** TEXT PROVIDED **
**********

Nothing is an American shoegaze band that formed in 2010. The band self-released several EPs before signing to Relapse Records. They released their debut studio album, Guilty of Everything, in 2014. The follow-up album, Tired of Tomorrow, was released on in 2016. Nothing's third studio album, Dance on the Blacktop, was released in 2018, and their fourth studio album, The Great Dismal, was released in 2020.

History
Nothing founder Domenic "Nicky" Palermo was previously a member of the hardcore punk band Horror Show. The short-lived band only released a pair of EPs through Jacob Bannon of Converge's Deathwish Inc. label during its existence. Horror Show was put on hold in 2002 when a 20-year old Palermo stabbed a man during a fight between two rival gangs and spent two years in jail for aggravated assault and attempted murder; Palermo claimed self-defense. Of this period in his life, Palermo said: "It was kind of a violent time. We were going to shows and kind of, like, fucking shit up for the whole [hardcore] scene". He also performed in XO Skeletons, which featured Wesley Eisold (Give Up the Ghost, Cold Cave).

**********

** SUPPLIED DATA **
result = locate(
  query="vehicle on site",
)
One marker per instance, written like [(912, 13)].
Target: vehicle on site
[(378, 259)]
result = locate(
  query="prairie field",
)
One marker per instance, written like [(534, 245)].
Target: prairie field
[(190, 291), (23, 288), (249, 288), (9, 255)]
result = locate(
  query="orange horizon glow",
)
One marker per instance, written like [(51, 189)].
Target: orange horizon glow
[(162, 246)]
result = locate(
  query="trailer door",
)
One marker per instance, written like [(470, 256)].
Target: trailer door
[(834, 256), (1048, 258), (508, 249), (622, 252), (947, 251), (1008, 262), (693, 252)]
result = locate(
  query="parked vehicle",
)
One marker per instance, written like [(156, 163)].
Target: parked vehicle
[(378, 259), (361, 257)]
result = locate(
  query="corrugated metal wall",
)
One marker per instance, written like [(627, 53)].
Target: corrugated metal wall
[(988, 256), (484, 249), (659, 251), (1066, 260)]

**********

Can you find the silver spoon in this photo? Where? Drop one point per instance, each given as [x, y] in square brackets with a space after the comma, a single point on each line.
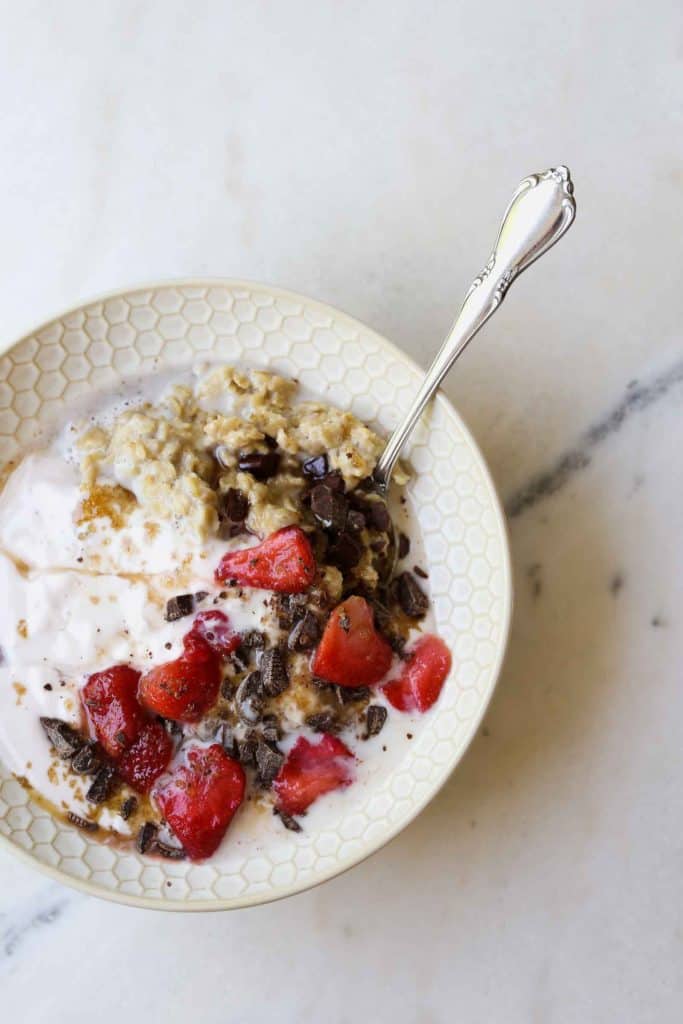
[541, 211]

**********

** WHAT IS ASKED **
• 1. Answer these questions using the text about the band Nothing:
(a) Which label did the band sign to after self-releasing several EPs?
(b) In what year was The Great Dismal released?
(c) What was the name of the hardcore punk band Palermo belonged to before founding Nothing?
• 2. List every studio album by Nothing that the text about the band Nothing names.
• 3. Continue the text about the band Nothing after its last sentence.

** OUTPUTS FOR THE TASKS **
• 1.
(a) Relapse Records
(b) 2020
(c) Horror Show

• 2.
Guilty of Everything
Tired of Tomorrow
Dance on the Blacktop
The Great Dismal

• 3.
Following his stint in jail and done with performing in punk bands, Palermo spent a long time soul-searching. He has said, "I didn't know what else to do with my life, what would make me want to wake up every day. I really struggled with that for like four years and, not to sound dramatic or anything, but I thought about blowing my brains out every day". Palermo eventually began making music again, and released a demo, Poshlost, under the name "Nothing" in 2011. Nothing went through several lineup changes over the next few years while releasing two EPs, Suns and Lovers and Downward Years to Come in 2012.

In 2013 Nothing signed to Relapse Records and released the single "Dig", which featured on the band's debut album, Guilty of Everything, released by Relapse on March 4, 2014. To continue promotion for the album, Nothing also released the tracks "Endlessly" and "Bent Nail" for online streaming, and in 2014 it reissued Downward Years to Come.

In August 2013 Nothing toured with Whirr, and as a result, members of Nothing and Whirr formed a side project called Death of Lovers. The two bands also released a split EP in 2014, and Whirr member Nick Bassett (ex-Deafheaven)  joined Nothing on bass.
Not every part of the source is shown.